*Task prompt*: Work through the records that follow and return each line containing the word "below".

*Collected data*:
============================================================

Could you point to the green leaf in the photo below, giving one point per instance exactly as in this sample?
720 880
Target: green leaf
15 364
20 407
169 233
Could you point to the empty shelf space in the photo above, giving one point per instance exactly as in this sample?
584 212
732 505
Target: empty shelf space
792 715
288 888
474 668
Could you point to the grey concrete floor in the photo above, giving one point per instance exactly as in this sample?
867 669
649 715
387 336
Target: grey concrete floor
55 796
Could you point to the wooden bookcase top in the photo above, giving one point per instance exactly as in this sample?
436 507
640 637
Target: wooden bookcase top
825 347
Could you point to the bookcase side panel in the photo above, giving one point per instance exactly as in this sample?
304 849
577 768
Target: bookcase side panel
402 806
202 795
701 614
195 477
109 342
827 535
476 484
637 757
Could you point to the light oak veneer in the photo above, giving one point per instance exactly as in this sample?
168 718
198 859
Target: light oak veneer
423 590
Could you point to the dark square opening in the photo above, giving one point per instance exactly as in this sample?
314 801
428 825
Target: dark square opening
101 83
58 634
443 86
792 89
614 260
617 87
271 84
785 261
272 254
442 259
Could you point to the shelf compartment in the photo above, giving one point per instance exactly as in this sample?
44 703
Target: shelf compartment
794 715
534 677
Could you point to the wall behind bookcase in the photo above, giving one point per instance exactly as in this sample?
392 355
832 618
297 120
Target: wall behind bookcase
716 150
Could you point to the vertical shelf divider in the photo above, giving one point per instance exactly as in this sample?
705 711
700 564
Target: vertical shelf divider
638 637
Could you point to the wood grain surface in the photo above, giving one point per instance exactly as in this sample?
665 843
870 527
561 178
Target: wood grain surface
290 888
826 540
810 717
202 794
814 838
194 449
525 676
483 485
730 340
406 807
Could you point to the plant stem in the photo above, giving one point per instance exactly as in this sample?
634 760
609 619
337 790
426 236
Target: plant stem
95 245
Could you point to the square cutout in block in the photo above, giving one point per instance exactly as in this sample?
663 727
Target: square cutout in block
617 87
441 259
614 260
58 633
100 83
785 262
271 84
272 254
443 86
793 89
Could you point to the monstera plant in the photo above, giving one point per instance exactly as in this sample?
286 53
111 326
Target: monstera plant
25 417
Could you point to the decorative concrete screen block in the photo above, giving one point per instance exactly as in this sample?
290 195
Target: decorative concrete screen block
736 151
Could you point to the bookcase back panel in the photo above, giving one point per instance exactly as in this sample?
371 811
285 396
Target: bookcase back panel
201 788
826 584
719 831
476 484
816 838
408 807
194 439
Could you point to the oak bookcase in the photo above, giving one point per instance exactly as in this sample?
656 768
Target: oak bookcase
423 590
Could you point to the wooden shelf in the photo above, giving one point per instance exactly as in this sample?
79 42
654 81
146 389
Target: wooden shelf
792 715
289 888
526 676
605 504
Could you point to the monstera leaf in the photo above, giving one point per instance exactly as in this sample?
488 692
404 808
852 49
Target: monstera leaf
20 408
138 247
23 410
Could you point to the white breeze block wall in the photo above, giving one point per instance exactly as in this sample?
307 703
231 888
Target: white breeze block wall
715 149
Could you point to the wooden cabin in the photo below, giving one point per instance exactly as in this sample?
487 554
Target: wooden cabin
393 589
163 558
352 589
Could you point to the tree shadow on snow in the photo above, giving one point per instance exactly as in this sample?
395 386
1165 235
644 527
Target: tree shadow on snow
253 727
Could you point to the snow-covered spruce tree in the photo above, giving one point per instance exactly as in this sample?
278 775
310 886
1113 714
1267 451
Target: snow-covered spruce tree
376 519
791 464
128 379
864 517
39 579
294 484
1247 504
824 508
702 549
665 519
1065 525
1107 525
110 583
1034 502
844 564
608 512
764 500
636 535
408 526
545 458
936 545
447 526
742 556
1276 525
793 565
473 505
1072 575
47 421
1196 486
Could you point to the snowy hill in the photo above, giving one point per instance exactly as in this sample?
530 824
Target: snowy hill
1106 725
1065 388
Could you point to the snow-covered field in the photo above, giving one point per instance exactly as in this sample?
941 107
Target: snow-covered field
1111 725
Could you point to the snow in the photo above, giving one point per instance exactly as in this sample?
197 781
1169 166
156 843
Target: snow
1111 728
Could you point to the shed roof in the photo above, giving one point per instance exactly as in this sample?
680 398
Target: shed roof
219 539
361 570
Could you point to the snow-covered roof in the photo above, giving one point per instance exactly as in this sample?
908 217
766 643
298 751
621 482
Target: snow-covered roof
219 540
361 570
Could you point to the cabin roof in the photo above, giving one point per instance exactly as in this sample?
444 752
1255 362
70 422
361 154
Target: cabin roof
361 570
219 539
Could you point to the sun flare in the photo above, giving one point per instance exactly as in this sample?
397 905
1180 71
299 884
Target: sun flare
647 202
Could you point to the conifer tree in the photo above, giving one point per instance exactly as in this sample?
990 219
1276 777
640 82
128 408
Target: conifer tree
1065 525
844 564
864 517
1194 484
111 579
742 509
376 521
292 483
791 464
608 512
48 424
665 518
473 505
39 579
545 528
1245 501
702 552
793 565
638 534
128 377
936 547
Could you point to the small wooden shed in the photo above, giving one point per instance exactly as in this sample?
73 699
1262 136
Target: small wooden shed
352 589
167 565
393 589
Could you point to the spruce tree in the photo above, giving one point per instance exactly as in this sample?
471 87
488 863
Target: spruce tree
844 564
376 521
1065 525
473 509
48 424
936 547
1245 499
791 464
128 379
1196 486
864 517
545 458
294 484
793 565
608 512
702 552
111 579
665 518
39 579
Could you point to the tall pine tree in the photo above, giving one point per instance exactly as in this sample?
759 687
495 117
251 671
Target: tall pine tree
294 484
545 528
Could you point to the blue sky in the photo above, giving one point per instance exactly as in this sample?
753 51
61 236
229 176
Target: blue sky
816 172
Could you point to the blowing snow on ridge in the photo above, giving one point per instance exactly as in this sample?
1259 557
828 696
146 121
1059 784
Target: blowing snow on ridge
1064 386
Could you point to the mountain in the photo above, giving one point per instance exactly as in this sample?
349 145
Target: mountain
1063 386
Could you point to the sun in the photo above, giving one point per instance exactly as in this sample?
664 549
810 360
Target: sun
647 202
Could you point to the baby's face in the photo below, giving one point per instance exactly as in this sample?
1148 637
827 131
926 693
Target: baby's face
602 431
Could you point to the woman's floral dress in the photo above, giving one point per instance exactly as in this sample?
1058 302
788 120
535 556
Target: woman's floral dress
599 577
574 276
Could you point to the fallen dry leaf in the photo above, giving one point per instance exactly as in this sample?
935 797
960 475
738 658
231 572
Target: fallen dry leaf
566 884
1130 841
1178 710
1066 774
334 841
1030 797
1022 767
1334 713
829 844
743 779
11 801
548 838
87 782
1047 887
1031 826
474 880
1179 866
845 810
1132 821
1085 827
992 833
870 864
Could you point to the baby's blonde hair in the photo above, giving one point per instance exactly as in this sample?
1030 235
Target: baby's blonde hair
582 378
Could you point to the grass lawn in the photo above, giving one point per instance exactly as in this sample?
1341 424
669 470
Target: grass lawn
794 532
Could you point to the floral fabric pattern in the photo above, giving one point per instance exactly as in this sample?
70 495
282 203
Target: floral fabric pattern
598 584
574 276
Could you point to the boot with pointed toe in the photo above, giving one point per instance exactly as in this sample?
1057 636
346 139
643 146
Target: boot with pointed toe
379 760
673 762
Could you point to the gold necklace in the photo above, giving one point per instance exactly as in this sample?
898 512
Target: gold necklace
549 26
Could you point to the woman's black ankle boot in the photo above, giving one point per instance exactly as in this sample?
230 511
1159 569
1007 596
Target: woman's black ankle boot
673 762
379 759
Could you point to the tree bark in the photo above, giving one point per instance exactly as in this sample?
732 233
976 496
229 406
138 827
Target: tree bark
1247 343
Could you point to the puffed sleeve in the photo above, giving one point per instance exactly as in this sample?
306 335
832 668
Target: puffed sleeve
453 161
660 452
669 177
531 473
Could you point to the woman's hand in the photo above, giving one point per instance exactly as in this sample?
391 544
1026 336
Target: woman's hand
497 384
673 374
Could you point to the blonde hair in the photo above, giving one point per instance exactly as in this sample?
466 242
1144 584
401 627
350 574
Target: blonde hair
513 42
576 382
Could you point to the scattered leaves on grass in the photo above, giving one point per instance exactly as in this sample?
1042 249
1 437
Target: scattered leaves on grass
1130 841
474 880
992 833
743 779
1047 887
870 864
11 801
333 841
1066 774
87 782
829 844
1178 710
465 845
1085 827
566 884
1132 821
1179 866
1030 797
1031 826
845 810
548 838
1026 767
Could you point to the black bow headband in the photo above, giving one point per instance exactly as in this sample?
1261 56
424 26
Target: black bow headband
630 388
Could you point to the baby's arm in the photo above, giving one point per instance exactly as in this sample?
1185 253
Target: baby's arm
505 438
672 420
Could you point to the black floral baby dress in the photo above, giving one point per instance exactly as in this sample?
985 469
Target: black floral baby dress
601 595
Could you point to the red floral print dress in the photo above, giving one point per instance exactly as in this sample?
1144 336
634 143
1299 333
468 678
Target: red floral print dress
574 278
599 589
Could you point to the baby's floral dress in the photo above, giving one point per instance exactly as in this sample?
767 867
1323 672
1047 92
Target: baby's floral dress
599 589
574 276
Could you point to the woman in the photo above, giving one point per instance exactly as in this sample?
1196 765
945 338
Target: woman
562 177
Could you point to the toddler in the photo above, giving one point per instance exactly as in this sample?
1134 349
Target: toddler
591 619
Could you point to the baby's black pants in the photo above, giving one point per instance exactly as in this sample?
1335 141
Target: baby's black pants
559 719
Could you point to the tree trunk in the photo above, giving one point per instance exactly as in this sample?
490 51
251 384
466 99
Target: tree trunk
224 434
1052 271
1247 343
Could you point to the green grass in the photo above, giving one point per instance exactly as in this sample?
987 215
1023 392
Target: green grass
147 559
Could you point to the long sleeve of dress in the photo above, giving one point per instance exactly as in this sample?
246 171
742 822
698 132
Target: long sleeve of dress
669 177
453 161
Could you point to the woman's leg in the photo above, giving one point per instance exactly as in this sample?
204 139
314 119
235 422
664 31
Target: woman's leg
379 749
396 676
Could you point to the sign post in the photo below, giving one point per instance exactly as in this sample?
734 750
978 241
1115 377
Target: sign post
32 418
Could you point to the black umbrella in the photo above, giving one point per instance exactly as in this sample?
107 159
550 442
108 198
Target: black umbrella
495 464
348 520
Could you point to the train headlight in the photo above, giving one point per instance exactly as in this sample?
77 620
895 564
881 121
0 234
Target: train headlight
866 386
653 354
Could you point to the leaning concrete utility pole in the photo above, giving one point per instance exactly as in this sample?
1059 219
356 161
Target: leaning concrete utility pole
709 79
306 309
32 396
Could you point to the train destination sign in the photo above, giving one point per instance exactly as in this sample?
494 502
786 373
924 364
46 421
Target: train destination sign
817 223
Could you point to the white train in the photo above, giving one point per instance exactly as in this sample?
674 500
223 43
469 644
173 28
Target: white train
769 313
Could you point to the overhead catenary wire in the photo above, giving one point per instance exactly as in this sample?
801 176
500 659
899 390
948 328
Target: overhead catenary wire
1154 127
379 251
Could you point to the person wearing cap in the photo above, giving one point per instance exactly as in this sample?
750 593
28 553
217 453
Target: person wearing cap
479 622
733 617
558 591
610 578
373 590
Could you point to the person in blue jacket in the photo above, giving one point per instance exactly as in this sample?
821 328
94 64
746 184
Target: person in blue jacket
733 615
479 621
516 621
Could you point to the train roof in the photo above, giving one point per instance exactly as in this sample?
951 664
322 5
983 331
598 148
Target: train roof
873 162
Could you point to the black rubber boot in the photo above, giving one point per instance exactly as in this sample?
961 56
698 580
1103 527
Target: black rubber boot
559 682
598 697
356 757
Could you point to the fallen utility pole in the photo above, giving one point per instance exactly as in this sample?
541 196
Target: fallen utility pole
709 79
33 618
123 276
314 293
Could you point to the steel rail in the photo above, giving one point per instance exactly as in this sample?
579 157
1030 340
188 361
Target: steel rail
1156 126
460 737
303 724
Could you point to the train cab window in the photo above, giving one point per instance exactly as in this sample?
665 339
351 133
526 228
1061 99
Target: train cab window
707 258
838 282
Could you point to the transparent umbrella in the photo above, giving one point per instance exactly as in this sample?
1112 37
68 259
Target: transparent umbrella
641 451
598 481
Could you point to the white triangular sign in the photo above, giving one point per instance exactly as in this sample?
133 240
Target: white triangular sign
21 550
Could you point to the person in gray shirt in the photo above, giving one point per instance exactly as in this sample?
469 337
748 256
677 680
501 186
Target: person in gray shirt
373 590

============================================================

*Reply*:
Could you point to the green leaf in the photo below, giving one point per instance exactly as in this sample?
Could you point to the wooden cabin in the photo below, giving one point per instance exactly as in this sample?
Could you point to the baby's face in the photo below, giving one point per instance exactly as in this sample?
Could you point to the sign post in the photo below, giving one point per instance exactly as in this sample?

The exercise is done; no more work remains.